→ TRECHO FORNECIDO
-=-=-

Como todas as outras pessoas, cristãos e líderes cristãos deveriam se manifestar, mas a mesma política e teologia que mantém a narrativa palestina e sua disseminação como reféns dominam a igreja de várias maneiras. O livro de Isaac apresenta argumentos sobre por que não se deve seguir a linha da narrativa colonial de Israel, compartilhando não apenas a experiência dos palestinos sob o colonialismo sionista, mas também lembrando que todos os palestinos vivem sob o colonialismo e que todos os palestinos em Gaza estão sofrendo genocídio.

-=-=-

Alguns dados

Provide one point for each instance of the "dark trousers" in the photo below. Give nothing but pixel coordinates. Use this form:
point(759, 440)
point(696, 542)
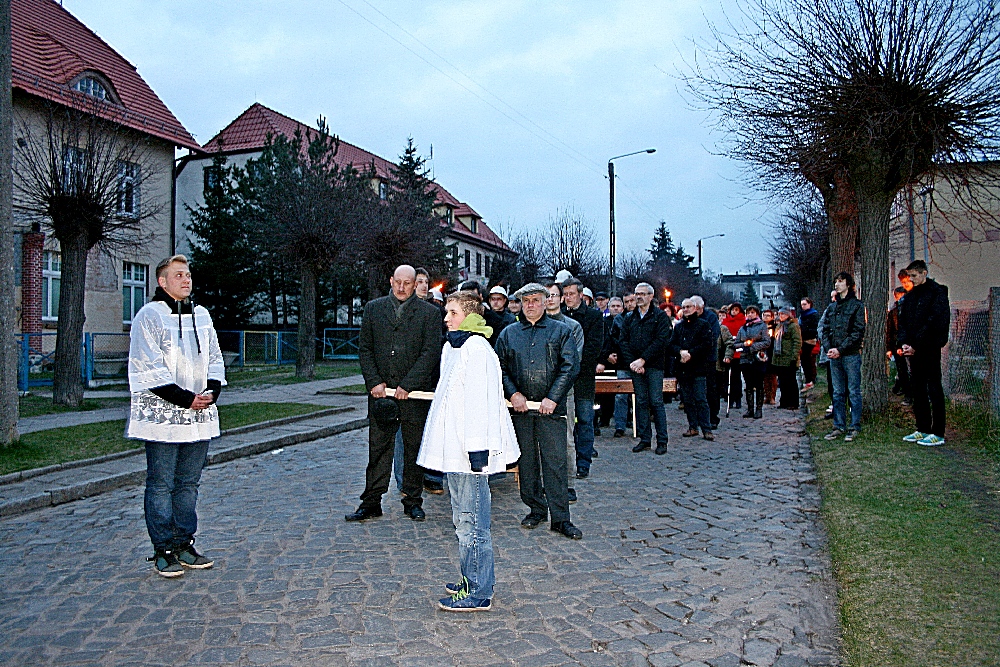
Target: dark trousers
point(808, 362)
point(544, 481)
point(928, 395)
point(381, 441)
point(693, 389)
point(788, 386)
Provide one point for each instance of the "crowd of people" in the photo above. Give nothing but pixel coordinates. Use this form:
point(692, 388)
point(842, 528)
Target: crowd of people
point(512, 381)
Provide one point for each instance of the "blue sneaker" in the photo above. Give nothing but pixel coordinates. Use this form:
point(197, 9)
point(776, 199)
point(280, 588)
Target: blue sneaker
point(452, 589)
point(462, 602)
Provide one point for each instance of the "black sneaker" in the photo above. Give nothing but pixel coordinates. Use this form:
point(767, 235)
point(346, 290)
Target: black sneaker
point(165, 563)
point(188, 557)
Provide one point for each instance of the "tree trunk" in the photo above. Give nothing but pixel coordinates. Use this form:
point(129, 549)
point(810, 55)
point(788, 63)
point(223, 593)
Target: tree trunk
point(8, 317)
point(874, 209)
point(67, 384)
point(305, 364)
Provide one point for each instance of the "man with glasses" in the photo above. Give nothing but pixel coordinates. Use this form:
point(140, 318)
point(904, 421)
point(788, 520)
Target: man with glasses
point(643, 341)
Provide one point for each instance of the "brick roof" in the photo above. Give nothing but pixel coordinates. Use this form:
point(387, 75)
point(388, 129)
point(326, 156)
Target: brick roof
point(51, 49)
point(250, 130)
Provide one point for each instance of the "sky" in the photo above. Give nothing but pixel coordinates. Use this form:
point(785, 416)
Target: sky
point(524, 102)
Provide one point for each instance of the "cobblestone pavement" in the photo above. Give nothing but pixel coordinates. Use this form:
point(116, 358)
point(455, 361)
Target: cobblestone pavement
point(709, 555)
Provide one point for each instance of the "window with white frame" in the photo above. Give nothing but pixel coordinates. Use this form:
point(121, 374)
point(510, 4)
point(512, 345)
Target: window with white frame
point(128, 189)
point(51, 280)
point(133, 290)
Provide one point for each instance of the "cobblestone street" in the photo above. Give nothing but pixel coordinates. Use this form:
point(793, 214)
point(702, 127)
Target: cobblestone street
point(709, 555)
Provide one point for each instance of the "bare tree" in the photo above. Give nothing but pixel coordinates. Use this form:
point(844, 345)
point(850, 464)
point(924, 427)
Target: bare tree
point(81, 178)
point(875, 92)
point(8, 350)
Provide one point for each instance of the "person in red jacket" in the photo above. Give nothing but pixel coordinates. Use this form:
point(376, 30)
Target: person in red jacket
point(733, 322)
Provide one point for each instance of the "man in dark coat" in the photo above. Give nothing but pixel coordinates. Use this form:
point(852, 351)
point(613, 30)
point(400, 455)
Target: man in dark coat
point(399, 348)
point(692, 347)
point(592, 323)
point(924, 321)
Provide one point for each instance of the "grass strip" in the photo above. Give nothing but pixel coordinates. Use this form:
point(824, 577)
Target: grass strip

-=-=-

→ O QUE FAZER
a – Responda, com base no trecho fornecido:
(i) Além de todas as outras pessoas, quem deveria se manifestar?
(ii) De quem é o livro mencionado?
(iii) O que estão sofrendo todos os palestinos em Gaza?
b – Reproduza o trecho fornecido a partir de "Como todas as" e prosseguindo até "estão sofrendo genocídio.", substituindo "narrativa" por "versão".

→ RESPOSTAS DO EXERCÍCIO
a –
(i) Cristãos e líderes cristãos.
(ii) De Isaac.
(iii) Genocídio.

b –
Como todas as outras pessoas, cristãos e líderes cristãos deveriam se manifestar, mas a mesma política e teologia que mantém a versão palestina e sua disseminação como reféns dominam a igreja de várias maneiras. O livro de Isaac apresenta argumentos sobre por que não se deve seguir a linha da versão colonial de Israel, compartilhando não apenas a experiência dos palestinos sob o colonialismo sionista, mas também lembrando que todos os palestinos vivem sob o colonialismo e que todos os palestinos em Gaza estão sofrendo genocídio.